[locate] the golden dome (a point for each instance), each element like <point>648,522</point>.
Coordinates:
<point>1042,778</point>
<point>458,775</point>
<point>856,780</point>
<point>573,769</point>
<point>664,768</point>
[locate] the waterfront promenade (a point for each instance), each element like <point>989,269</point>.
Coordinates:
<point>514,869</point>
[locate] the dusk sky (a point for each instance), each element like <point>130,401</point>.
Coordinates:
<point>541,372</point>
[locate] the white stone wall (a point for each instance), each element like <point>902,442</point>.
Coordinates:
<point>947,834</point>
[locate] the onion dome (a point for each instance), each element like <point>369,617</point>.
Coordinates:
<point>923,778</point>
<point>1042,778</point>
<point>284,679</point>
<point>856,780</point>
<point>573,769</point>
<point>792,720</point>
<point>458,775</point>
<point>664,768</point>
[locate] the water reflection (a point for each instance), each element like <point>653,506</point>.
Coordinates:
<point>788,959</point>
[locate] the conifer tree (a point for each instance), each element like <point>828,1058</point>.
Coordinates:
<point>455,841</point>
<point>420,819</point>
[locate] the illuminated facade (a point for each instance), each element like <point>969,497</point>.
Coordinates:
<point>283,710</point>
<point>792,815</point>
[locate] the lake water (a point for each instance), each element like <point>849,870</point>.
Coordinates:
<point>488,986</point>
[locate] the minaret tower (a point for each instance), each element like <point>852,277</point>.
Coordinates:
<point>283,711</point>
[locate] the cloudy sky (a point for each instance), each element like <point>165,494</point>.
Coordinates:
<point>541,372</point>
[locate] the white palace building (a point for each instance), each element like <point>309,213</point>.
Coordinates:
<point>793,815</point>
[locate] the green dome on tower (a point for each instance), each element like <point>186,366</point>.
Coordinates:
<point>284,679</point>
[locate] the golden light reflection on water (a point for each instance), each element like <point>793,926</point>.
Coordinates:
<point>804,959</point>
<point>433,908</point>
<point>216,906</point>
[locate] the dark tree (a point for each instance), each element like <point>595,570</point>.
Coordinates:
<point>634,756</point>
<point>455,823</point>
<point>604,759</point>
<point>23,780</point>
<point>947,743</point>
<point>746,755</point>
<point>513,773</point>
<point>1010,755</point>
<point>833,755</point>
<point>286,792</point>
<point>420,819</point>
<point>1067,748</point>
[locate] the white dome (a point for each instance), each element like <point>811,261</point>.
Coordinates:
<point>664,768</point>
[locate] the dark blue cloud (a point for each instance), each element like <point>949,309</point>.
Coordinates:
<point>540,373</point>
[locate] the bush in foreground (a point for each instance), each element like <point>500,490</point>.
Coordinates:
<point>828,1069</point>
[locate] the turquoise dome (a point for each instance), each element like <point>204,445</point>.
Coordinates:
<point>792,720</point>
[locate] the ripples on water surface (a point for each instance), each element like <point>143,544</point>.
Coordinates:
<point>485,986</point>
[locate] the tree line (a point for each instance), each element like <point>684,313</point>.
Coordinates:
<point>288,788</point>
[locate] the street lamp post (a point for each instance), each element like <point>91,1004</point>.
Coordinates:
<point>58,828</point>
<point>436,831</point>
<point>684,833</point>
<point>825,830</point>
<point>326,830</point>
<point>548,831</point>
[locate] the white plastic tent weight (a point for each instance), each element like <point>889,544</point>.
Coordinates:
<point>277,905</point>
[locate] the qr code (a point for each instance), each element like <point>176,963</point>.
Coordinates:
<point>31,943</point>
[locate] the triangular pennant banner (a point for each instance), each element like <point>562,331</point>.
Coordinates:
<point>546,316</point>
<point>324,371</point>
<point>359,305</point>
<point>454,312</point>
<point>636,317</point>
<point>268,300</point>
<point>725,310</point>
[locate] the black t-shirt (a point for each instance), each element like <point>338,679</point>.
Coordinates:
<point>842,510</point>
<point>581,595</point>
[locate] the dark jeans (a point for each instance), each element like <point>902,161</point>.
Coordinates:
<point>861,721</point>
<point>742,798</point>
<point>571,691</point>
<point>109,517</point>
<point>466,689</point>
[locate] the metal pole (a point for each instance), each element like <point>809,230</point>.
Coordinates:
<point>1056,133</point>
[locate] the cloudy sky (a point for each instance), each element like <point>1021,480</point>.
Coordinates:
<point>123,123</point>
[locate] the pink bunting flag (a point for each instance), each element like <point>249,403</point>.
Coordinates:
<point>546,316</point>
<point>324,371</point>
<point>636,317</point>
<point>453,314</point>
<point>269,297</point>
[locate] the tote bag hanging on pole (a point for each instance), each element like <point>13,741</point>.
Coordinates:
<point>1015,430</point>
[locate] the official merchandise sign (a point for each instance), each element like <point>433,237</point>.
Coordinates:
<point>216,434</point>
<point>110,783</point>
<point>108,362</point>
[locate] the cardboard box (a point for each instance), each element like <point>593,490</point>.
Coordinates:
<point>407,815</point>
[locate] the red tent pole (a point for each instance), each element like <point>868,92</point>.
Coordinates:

|---|

Instructions to follow:
Retype every one of the lines above, character for character, with nothing changed.

Result of the exercise:
[locate] the golden dome (a point for each instance), each element like <point>648,522</point>.
Coordinates:
<point>1042,778</point>
<point>458,775</point>
<point>856,780</point>
<point>573,769</point>
<point>664,768</point>
[locate] the waterfront promenade (a point for each instance), each element like <point>989,269</point>.
Coordinates:
<point>514,869</point>
[locate] the dusk sky (a point for each instance), each element like <point>130,401</point>.
Coordinates:
<point>541,372</point>
[locate] the white stone wall (a point for each instance), each element like <point>902,442</point>.
Coordinates:
<point>947,834</point>
[locate] the onion dome (a point for each instance), each element like <point>369,617</point>.
Coordinates:
<point>923,778</point>
<point>1042,778</point>
<point>284,679</point>
<point>856,780</point>
<point>573,769</point>
<point>792,720</point>
<point>458,775</point>
<point>664,768</point>
[locate] the water reflection (a point for each instance), each element like <point>653,506</point>.
Coordinates:
<point>788,959</point>
[locate] the conifer tree (a point for each instance), each element like <point>828,1058</point>.
Coordinates:
<point>455,841</point>
<point>420,819</point>
[locate] the illuminated facade (a point for each instance), each element like <point>969,497</point>.
Coordinates:
<point>283,710</point>
<point>792,815</point>
[locate] the lake water (a point for each instance), each element like <point>849,870</point>.
Coordinates:
<point>488,986</point>
[locate] the minaret tower (a point for each instance), each element like <point>852,277</point>.
Coordinates:
<point>283,711</point>
[locate] the cloudy sky (a point for each instance), each element like <point>165,494</point>.
Coordinates:
<point>541,372</point>
[locate] the white palace building (a point for each instance), each element like <point>309,213</point>.
Coordinates:
<point>793,815</point>
[locate] the green dome on tower (a point for each instance), each element like <point>186,366</point>.
Coordinates:
<point>284,679</point>
[locate] the golden light reflection on water (a point for each instance), each element like <point>793,926</point>.
Coordinates:
<point>804,959</point>
<point>433,908</point>
<point>216,906</point>
[locate] the dark tree (a point for each instance), each element like <point>595,570</point>.
Coordinates:
<point>634,756</point>
<point>455,823</point>
<point>604,759</point>
<point>23,780</point>
<point>947,743</point>
<point>746,755</point>
<point>513,773</point>
<point>1010,755</point>
<point>833,755</point>
<point>286,792</point>
<point>420,819</point>
<point>1067,748</point>
[locate] the white dome (a point for each instance), each element like <point>811,261</point>.
Coordinates:
<point>664,768</point>
[locate] the dark blue cloud (a point for each instance), each element like <point>949,309</point>.
Coordinates:
<point>540,373</point>
[locate] the bush in foreground (a point for each instance), each element like <point>500,490</point>.
Coordinates:
<point>828,1069</point>
[locate] the turquoise dome (a point for each instance), each element like <point>204,445</point>.
Coordinates:
<point>792,720</point>
[locate] the ripples on water surface (a point for each instance), each element like <point>143,544</point>.
Coordinates:
<point>485,986</point>
[locate] the tree line (a point for each instance), each element like <point>684,313</point>.
Coordinates:
<point>288,788</point>
[locate] the street lamp post (a point for each instance), each element like <point>91,1004</point>.
Coordinates:
<point>58,828</point>
<point>436,831</point>
<point>684,833</point>
<point>825,830</point>
<point>326,830</point>
<point>548,831</point>
[locate] the white plastic tent weight (a point for each instance), each element like <point>889,544</point>.
Coordinates:
<point>277,905</point>
[locate] the qr code (a point for each instance), each element like <point>176,963</point>.
Coordinates:
<point>31,943</point>
[locate] the triangular pennant banner (a point for each instance), each element like <point>562,331</point>.
Coordinates:
<point>546,316</point>
<point>324,371</point>
<point>359,305</point>
<point>454,312</point>
<point>636,317</point>
<point>268,300</point>
<point>725,310</point>
[locate] the black t-shirt (a point for each instance), each element like <point>338,679</point>.
Coordinates:
<point>842,510</point>
<point>581,595</point>
[locate] the dark jeans (a point for each instance), each element like <point>902,161</point>.
Coordinates:
<point>861,721</point>
<point>742,798</point>
<point>571,691</point>
<point>109,517</point>
<point>466,689</point>
[locate] the metal pole (a point for each instance), each element like <point>809,230</point>.
Coordinates:
<point>1056,133</point>
[locate] the cloudy sky (a point for each instance), each element like <point>1021,480</point>.
Coordinates:
<point>123,123</point>
[locate] the pink bunting flag (a point for each instance), each element like <point>249,403</point>.
Coordinates:
<point>546,316</point>
<point>324,371</point>
<point>636,317</point>
<point>453,314</point>
<point>269,297</point>
[locate] the tote bag hanging on pole (a point for each instance), each element like <point>13,741</point>.
Coordinates:
<point>1015,430</point>
[locate] the official merchandise sign (a point for each instance), each element like <point>433,237</point>.
Coordinates:
<point>216,434</point>
<point>110,783</point>
<point>108,362</point>
[locate] the cardboard box (a point for each instance), each element like <point>593,490</point>.
Coordinates:
<point>407,815</point>
[locate] the red tent pole (a point for each instance), each element like <point>868,92</point>.
Coordinates:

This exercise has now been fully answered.